▶ _YOUR ASSIGNMENT_
The records follow. Filter them to the lines that hold "seat".

Source records
>>>>>

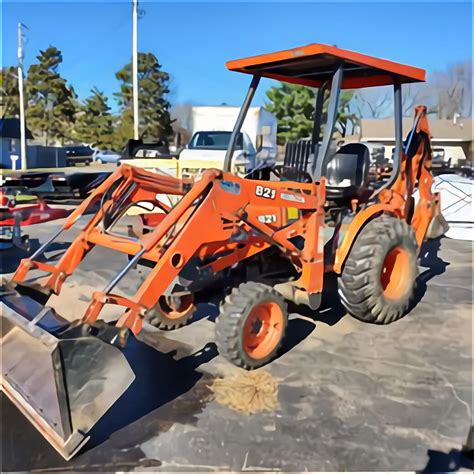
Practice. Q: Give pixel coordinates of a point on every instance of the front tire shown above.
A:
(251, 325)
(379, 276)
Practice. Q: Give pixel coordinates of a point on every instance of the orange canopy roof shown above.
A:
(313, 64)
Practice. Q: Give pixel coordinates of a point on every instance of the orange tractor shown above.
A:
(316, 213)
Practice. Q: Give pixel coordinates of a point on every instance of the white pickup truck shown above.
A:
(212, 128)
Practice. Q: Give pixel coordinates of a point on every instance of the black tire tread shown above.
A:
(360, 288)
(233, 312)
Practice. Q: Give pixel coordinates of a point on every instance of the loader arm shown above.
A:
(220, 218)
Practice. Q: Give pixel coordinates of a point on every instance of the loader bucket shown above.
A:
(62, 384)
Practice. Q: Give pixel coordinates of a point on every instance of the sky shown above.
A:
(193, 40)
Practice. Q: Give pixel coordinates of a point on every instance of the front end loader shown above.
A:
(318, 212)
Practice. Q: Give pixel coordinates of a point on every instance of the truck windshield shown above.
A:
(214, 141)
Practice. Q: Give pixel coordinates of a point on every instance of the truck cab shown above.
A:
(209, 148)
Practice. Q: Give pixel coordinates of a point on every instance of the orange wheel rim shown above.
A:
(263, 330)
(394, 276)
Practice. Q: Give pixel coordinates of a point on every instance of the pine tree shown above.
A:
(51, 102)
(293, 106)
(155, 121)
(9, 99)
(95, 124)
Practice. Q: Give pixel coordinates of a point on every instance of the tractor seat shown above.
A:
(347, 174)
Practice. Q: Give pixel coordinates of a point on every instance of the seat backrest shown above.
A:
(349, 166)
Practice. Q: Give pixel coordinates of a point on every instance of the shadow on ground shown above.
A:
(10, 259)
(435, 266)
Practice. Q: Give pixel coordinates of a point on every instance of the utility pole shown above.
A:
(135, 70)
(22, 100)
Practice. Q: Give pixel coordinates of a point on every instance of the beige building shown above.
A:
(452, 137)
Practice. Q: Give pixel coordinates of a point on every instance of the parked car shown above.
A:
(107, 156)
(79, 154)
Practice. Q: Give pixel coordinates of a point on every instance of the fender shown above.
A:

<<<<<

▶ _OUTPUT FOR THIS TASK_
Practice. Q: Give pixel coordinates of a point on every instance of the tractor seat shown above.
Practice. Q: Give pixel coordinates of a point on every instance of the seat backrest shown above.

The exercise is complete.